**TASK GOAL**
Locate each line in the items below that holds the word "turquoise", and copy those lines.

== RECORDS PROVIDED

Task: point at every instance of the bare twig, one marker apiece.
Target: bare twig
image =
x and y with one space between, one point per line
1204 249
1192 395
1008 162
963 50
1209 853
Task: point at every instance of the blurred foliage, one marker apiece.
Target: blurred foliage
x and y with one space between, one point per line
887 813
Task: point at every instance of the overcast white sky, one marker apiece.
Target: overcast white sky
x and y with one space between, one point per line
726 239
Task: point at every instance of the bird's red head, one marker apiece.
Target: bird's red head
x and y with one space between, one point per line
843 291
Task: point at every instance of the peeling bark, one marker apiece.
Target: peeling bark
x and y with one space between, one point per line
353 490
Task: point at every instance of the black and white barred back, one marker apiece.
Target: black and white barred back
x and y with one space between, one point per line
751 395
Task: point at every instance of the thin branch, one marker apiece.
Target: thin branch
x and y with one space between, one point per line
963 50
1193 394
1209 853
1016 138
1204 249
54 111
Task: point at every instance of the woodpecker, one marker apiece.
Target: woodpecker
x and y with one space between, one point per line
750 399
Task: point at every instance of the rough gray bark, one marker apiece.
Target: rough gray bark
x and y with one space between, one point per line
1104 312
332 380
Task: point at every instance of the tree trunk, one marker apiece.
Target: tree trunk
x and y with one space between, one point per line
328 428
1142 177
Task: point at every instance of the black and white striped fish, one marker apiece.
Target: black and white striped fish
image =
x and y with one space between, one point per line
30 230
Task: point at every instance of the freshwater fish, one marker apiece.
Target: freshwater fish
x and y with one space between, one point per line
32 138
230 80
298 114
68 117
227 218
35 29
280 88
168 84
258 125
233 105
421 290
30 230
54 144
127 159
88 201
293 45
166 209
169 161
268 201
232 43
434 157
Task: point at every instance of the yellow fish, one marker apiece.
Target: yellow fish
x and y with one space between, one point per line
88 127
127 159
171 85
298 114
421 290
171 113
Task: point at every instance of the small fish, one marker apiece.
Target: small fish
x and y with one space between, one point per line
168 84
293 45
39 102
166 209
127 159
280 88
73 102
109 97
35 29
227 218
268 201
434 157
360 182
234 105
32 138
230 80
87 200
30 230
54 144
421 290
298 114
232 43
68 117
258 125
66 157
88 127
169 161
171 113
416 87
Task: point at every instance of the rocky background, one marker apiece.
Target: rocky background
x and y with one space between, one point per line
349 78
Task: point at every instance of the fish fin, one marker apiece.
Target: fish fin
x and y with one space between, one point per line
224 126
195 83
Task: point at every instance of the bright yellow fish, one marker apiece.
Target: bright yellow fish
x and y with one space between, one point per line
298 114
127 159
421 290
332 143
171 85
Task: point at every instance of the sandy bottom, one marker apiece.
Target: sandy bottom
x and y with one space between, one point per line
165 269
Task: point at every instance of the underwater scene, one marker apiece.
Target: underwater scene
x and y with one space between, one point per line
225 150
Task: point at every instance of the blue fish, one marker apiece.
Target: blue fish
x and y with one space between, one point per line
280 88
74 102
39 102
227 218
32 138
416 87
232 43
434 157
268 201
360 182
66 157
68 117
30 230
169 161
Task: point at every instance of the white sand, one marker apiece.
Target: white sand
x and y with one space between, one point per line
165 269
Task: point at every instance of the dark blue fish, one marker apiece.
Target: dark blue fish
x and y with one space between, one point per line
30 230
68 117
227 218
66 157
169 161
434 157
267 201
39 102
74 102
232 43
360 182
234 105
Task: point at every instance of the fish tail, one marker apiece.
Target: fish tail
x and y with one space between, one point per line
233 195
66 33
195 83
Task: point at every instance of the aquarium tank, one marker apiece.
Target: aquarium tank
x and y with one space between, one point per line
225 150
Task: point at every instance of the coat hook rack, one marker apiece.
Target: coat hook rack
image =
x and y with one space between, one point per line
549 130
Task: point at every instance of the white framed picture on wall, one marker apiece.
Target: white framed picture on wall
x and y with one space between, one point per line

====
== RECORDS PROVIDED

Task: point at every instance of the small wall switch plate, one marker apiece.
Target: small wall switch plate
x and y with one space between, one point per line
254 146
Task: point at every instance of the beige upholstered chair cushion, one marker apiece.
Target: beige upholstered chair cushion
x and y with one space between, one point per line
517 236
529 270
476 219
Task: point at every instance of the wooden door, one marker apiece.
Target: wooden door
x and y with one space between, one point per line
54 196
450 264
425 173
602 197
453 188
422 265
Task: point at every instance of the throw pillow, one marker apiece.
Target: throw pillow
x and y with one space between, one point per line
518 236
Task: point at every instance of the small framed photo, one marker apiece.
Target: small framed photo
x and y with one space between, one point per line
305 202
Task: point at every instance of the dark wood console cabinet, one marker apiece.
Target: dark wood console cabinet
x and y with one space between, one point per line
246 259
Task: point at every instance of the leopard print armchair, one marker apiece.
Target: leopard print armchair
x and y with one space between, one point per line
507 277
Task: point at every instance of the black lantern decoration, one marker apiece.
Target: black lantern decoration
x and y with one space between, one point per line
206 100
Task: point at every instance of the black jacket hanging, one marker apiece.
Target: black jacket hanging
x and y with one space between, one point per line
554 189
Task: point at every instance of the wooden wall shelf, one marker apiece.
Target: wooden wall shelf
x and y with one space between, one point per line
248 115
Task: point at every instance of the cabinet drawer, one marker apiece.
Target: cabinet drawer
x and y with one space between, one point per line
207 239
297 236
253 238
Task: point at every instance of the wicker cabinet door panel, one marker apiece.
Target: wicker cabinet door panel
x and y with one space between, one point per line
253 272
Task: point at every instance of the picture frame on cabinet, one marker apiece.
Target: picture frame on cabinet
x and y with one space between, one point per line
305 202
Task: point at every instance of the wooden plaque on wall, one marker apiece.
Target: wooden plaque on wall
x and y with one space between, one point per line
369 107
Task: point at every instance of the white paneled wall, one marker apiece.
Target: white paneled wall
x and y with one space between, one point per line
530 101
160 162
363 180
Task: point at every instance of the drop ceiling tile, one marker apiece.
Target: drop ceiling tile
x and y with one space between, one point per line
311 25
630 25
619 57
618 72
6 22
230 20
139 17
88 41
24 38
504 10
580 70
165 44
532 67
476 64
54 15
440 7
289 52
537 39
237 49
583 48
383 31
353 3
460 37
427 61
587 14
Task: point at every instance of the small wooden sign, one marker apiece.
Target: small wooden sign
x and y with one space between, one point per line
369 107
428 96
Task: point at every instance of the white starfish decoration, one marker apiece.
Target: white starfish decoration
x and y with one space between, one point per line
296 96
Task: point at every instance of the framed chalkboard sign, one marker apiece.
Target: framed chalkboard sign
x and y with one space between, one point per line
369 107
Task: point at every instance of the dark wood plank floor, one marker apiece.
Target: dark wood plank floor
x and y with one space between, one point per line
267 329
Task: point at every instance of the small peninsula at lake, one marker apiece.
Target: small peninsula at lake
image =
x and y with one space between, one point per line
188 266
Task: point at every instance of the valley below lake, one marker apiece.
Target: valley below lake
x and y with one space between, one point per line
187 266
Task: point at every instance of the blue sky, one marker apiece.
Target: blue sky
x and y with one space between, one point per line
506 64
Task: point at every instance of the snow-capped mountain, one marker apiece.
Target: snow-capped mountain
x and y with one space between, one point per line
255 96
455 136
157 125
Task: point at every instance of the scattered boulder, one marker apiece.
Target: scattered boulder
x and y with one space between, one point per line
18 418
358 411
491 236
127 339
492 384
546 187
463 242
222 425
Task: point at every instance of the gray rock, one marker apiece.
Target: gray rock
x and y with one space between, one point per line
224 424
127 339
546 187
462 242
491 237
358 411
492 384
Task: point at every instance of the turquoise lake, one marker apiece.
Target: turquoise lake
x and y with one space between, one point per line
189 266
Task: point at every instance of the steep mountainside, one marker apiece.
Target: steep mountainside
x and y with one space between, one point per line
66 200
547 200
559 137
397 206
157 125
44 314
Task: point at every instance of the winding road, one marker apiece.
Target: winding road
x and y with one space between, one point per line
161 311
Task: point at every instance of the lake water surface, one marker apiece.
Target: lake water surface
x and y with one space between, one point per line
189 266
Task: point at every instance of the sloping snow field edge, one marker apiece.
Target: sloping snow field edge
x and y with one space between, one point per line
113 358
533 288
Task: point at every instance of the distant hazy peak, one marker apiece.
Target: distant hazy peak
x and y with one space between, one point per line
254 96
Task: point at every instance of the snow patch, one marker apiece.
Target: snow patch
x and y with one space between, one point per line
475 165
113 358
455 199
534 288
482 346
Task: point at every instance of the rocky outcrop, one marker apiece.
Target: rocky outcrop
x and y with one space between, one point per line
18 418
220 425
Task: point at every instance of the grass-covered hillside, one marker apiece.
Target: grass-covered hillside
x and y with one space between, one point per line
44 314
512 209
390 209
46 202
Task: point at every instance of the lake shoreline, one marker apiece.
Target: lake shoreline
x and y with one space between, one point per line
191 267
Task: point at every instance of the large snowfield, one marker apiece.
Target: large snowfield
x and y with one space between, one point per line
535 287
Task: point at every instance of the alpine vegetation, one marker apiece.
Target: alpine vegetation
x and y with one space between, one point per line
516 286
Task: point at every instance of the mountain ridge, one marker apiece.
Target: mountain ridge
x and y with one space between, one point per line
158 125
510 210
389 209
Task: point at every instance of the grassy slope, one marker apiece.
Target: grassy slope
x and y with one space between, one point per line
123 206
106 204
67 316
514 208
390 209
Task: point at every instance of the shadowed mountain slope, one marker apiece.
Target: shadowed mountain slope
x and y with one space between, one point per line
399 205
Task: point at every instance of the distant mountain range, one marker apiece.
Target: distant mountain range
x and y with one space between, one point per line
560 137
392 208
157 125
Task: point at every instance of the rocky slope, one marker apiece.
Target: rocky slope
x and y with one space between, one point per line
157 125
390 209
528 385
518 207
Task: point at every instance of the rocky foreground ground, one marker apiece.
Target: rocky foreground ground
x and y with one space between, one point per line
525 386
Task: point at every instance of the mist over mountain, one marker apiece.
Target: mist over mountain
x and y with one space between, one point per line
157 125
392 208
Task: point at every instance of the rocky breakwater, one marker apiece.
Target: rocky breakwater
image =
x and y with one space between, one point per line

====

**REPLY TO THE EXERCISE**
Task: point at every instance of the turquoise lake, one marker apiece.
Target: turquoise lake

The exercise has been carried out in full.